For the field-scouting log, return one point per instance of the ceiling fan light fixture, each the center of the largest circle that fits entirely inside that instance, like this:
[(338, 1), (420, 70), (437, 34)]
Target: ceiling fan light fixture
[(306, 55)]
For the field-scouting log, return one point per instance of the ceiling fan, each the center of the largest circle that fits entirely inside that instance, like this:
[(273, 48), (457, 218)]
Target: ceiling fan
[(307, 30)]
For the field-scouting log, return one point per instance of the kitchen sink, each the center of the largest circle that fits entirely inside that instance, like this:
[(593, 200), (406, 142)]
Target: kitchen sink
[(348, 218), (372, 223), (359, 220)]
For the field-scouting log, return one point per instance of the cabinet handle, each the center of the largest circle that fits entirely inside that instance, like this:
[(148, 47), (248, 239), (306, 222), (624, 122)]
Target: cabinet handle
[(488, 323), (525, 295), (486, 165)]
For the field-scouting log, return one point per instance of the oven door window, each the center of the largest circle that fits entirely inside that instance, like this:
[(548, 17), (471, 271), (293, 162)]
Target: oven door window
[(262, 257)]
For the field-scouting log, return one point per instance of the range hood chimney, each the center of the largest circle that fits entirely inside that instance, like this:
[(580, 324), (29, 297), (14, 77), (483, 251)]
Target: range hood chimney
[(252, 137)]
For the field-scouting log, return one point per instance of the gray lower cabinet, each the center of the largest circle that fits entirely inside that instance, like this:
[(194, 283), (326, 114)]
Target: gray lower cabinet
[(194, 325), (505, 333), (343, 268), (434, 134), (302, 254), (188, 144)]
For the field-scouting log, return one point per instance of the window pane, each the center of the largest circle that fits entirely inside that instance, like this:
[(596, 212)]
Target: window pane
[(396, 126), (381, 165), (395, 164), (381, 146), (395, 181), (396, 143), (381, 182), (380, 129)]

# # # # # # #

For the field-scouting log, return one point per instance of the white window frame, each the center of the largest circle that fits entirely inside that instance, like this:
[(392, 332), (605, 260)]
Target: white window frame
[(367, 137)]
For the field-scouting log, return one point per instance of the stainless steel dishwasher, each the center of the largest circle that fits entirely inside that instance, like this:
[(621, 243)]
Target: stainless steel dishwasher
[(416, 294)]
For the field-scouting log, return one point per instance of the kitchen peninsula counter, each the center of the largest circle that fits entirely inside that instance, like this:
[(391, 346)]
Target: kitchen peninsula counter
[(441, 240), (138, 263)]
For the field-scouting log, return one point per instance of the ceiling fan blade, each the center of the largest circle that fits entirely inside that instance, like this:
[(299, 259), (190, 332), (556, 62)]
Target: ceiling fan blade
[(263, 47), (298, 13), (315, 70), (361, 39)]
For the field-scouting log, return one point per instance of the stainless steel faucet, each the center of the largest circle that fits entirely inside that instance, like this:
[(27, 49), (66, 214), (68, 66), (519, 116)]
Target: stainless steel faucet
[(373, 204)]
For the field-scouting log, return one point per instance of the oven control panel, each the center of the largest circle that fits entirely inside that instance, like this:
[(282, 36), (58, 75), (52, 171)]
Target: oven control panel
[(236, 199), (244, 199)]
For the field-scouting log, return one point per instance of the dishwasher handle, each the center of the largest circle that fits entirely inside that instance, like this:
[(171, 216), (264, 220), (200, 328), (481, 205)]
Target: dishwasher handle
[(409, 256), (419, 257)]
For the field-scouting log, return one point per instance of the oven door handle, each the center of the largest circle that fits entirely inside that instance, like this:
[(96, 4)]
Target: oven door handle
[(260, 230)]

# # # # # # #

### The problem
Change every "oven control panel" to "stove control panel" in the rows starting at the line with "steel faucet, each" and ending at the line with "[(236, 199), (244, 199)]". Give only those lines, with everything else left as it is.

### Answer below
For the field-scouting log, return one point per instance of the stainless steel faucet, each the center of the largest circle that fits entirely inside that instance, like this:
[(27, 49), (66, 214), (68, 66), (519, 116)]
Target: stainless steel faucet
[(373, 204)]
For the field-scouting log, return one point per instance of the stove control panel, each the center of the largest circle that fits entirely inside that instance, like this:
[(282, 36), (58, 75), (52, 171)]
Target: stove control panel
[(236, 199), (244, 199)]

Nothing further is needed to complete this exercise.